SUPPLIED RECORDS:
■ ■ ■

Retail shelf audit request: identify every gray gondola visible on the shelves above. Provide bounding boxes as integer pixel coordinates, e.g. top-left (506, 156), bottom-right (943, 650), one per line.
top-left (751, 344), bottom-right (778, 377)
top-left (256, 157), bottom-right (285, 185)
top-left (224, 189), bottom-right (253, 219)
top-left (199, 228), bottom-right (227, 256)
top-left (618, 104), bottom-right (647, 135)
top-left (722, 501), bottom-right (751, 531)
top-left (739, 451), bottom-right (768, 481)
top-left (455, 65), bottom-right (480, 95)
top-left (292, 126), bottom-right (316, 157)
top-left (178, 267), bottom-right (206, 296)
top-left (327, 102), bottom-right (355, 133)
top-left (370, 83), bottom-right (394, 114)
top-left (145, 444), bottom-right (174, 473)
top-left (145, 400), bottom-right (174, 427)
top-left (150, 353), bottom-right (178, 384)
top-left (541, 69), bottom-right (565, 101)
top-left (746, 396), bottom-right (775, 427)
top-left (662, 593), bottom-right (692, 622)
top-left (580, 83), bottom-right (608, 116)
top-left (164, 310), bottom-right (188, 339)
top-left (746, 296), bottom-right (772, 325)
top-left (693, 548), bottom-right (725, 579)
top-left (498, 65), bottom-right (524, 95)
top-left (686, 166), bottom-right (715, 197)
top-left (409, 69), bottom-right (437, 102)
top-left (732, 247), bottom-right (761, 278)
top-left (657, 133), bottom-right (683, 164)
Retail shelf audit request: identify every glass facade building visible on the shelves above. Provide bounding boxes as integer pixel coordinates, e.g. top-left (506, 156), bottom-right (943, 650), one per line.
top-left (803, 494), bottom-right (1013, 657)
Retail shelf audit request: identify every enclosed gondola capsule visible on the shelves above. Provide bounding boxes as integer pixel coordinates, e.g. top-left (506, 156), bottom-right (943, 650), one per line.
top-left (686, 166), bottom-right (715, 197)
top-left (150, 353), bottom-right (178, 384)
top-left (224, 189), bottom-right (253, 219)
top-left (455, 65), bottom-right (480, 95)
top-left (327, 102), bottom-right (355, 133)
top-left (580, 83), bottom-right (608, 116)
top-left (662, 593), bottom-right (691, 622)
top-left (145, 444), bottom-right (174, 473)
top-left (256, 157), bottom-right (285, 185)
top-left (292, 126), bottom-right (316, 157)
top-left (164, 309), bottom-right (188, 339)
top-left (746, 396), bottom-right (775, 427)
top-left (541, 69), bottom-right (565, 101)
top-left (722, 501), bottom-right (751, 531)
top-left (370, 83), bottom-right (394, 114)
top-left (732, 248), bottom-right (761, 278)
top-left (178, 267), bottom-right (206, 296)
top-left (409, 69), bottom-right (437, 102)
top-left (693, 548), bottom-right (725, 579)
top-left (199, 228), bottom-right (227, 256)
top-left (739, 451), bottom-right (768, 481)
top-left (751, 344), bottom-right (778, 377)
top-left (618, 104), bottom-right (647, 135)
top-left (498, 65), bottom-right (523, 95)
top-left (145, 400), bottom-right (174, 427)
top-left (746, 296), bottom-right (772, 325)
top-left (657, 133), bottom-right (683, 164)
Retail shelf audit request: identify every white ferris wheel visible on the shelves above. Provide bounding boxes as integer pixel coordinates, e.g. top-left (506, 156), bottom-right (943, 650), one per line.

■ ■ ■

Reproduce all of the material above word for word.

Retail shelf audit request: identify every gray gondola visible on the shelves above. Provide bounding boxes as integer pixel coordinates, e.g. top-left (506, 156), bottom-right (943, 650), one per line.
top-left (751, 344), bottom-right (778, 377)
top-left (256, 157), bottom-right (285, 185)
top-left (224, 189), bottom-right (253, 219)
top-left (199, 228), bottom-right (227, 256)
top-left (618, 104), bottom-right (647, 135)
top-left (722, 501), bottom-right (751, 531)
top-left (739, 451), bottom-right (768, 481)
top-left (455, 65), bottom-right (480, 95)
top-left (292, 126), bottom-right (316, 157)
top-left (178, 267), bottom-right (206, 296)
top-left (327, 102), bottom-right (355, 133)
top-left (370, 83), bottom-right (394, 114)
top-left (145, 444), bottom-right (174, 473)
top-left (145, 400), bottom-right (174, 427)
top-left (150, 353), bottom-right (178, 384)
top-left (541, 69), bottom-right (565, 101)
top-left (746, 396), bottom-right (775, 427)
top-left (662, 593), bottom-right (692, 622)
top-left (580, 83), bottom-right (608, 116)
top-left (164, 310), bottom-right (188, 339)
top-left (746, 296), bottom-right (772, 325)
top-left (693, 548), bottom-right (725, 579)
top-left (498, 65), bottom-right (524, 95)
top-left (686, 166), bottom-right (715, 197)
top-left (409, 69), bottom-right (437, 102)
top-left (732, 247), bottom-right (761, 278)
top-left (657, 133), bottom-right (683, 164)
Retail shelf audit request: identify every glass facade building visible on the shelves above. Provide bounding boxes as integer pixel coordinates, e.g. top-left (506, 156), bottom-right (943, 650), one per line.
top-left (803, 494), bottom-right (1013, 657)
Retail shelf audit request: identify every enclosed gondola capsule visible on the shelves above. Provide bounding boxes as integer pixel coordinates, e.g. top-left (506, 156), bottom-right (943, 650), one per line.
top-left (686, 166), bottom-right (715, 197)
top-left (150, 353), bottom-right (178, 384)
top-left (224, 189), bottom-right (253, 219)
top-left (455, 65), bottom-right (480, 95)
top-left (327, 102), bottom-right (355, 133)
top-left (580, 83), bottom-right (608, 116)
top-left (662, 593), bottom-right (691, 622)
top-left (145, 444), bottom-right (174, 473)
top-left (256, 157), bottom-right (285, 185)
top-left (292, 126), bottom-right (316, 157)
top-left (164, 309), bottom-right (188, 339)
top-left (746, 396), bottom-right (775, 427)
top-left (541, 69), bottom-right (565, 101)
top-left (722, 501), bottom-right (751, 531)
top-left (370, 83), bottom-right (394, 114)
top-left (732, 248), bottom-right (761, 278)
top-left (178, 267), bottom-right (206, 296)
top-left (409, 69), bottom-right (437, 102)
top-left (693, 548), bottom-right (725, 579)
top-left (199, 228), bottom-right (227, 256)
top-left (739, 451), bottom-right (768, 481)
top-left (751, 344), bottom-right (778, 377)
top-left (618, 104), bottom-right (647, 135)
top-left (498, 65), bottom-right (523, 95)
top-left (145, 400), bottom-right (174, 427)
top-left (746, 296), bottom-right (772, 325)
top-left (657, 133), bottom-right (683, 164)
Retail shelf audit request: identify every white ferris wheel visible on the shelves above. Provide bounding boxes as integer pixel coordinates, e.g. top-left (506, 156), bottom-right (943, 650), one per line.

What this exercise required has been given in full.